Friday, November 30, 2012

I just have to decide what you hiding from

Presently there are 3 songs that either gives me goosebumps and chills up and down my spine, or makes me want to cry.

1. Don't Judge Me
2. Freedom
3. Kiss Me

it can get ugly before it gets beautiful



Nothing like some good hh to slap me into sense again.
My fascination with 1D & Larry Stylinson is really creeping me out.
It's..it's like a dam broke from the pent up closet shipping before, to this huge whoosh.

But this, Chris Brown is really, really good.
I loved it the first second I heard it.
Thank you, it's perfect.

please don't judge me, and I won't judge you.

Thursday, November 29, 2012

happy thoughts

These days I cannot find strength in me to entertain my social life, and I have been politely declining offers to go out.

For today, I am so very glad to have done so, as I had been hopelessly roiling in my Larry feels the whole day.
You only know so well that I stayed up the whole night last night reading the fanfic, and I only went to sleep at 6.
And thereafter, till 11 in the morning, my dreams revolved only around Harry & Louis.
(Okay I admit several other ships were present for unknown reasons idek why.)
It was the first thing I thought of when I awoke, and it was really not long before I took to reading the rest of the chapters that awaited me.
How about it required a lot of laying in bed with blankets and pillows around me whilst being immersed in gripping emotions that was the fanfic, until 1.

And then Anis came home.
I was scrambling to hide the evidence from her - a most avid Directioner - and clutching the laptop so close but she got it in the end and that's how she found out I am a closet Larry shipper.
And the rest of the day was spent most casually in the room with me just occasionally whimpering and crying and moaning because of the feels.
I'm moderately relieved I can finally express this with someone.
I say 'moderately' because a part of me is too proud to admit I really do ship Larry, especially since I have been stating defiantly that I DON'T for the past few months, and you know that that is a lie.
But...the feels.

It is not just Larry itself, but the fanfiction was also beautifully written.
No, it really is the most beautifully written one I have ever had the privilege of reading.
The style of writing, oh god, it was beautiful.
There was vagueness; it was writing from which inferences have to be made.
The wording and description were beautiful; it is not a languished, literal thing.
I had learnt many more beautiful words from reading it; the vocabulary was beautiful.
The plot was beautiful.
It really came across as something beautiful and believable and not tacky, so unlike the everyday fanfiction that you just know is exaggerated wishful thinking of a fangirl.
Everything was perfect, and I feel so reluctant to read another version of Larry, lest the images created shatter and become ruined.

# Data supplied
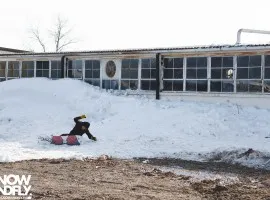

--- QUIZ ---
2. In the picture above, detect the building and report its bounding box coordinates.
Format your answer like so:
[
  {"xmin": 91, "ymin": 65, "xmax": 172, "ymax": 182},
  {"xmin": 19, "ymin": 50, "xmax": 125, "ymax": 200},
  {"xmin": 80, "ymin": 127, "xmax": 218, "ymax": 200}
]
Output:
[
  {"xmin": 0, "ymin": 47, "xmax": 29, "ymax": 54},
  {"xmin": 0, "ymin": 44, "xmax": 270, "ymax": 106}
]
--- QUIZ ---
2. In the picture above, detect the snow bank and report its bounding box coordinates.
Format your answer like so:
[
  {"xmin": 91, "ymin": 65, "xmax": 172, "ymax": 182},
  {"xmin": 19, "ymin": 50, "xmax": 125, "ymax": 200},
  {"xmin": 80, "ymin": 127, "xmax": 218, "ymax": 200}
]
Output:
[{"xmin": 0, "ymin": 78, "xmax": 270, "ymax": 169}]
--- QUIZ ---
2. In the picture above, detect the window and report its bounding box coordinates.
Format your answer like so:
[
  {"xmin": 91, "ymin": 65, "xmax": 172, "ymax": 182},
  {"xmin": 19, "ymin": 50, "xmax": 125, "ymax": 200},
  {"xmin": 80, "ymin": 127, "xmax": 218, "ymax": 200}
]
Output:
[
  {"xmin": 68, "ymin": 60, "xmax": 82, "ymax": 79},
  {"xmin": 51, "ymin": 60, "xmax": 62, "ymax": 79},
  {"xmin": 163, "ymin": 58, "xmax": 184, "ymax": 91},
  {"xmin": 85, "ymin": 60, "xmax": 100, "ymax": 86},
  {"xmin": 236, "ymin": 55, "xmax": 262, "ymax": 92},
  {"xmin": 121, "ymin": 59, "xmax": 139, "ymax": 90},
  {"xmin": 22, "ymin": 61, "xmax": 34, "ymax": 78},
  {"xmin": 186, "ymin": 57, "xmax": 207, "ymax": 92},
  {"xmin": 8, "ymin": 61, "xmax": 20, "ymax": 78},
  {"xmin": 0, "ymin": 61, "xmax": 6, "ymax": 78},
  {"xmin": 210, "ymin": 57, "xmax": 234, "ymax": 92},
  {"xmin": 36, "ymin": 61, "xmax": 49, "ymax": 78},
  {"xmin": 263, "ymin": 55, "xmax": 270, "ymax": 93},
  {"xmin": 141, "ymin": 58, "xmax": 156, "ymax": 90},
  {"xmin": 102, "ymin": 80, "xmax": 118, "ymax": 90}
]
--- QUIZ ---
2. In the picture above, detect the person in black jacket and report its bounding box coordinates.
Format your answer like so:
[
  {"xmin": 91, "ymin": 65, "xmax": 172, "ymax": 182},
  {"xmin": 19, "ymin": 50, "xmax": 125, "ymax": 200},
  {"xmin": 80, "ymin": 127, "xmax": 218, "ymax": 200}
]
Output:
[{"xmin": 61, "ymin": 115, "xmax": 97, "ymax": 141}]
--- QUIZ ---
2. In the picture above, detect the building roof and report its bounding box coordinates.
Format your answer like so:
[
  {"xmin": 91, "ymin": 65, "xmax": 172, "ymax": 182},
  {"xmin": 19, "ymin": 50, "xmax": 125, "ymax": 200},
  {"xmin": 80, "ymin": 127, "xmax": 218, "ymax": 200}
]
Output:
[
  {"xmin": 0, "ymin": 47, "xmax": 29, "ymax": 53},
  {"xmin": 0, "ymin": 43, "xmax": 270, "ymax": 56}
]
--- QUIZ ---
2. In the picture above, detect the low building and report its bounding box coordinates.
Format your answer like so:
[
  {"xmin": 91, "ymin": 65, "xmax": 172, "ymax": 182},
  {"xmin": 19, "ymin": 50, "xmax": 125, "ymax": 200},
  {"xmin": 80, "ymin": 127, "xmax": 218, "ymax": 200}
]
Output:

# Requirement 1
Answer these questions about the blog post:
(a) What is the second song on the writer's list?
(b) At what hour did the writer go to sleep after reading the fanfic through the night?
(c) Who came home and discovered that the writer is a closet Larry shipper?
# Requirement 2
Pull out every line of the entries that contains the word "coordinates".
The blog post and the entries have no connection to one another.

# Full answer 1
(a) Freedom
(b) At 6
(c) Anis

# Full answer 2
2. In the picture above, detect the building and report its bounding box coordinates.
2. In the picture above, detect the snow bank and report its bounding box coordinates.
2. In the picture above, detect the window and report its bounding box coordinates.
2. In the picture above, detect the person in black jacket and report its bounding box coordinates.
2. In the picture above, detect the building roof and report its bounding box coordinates.
2. In the picture above, detect the low building and report its bounding box coordinates.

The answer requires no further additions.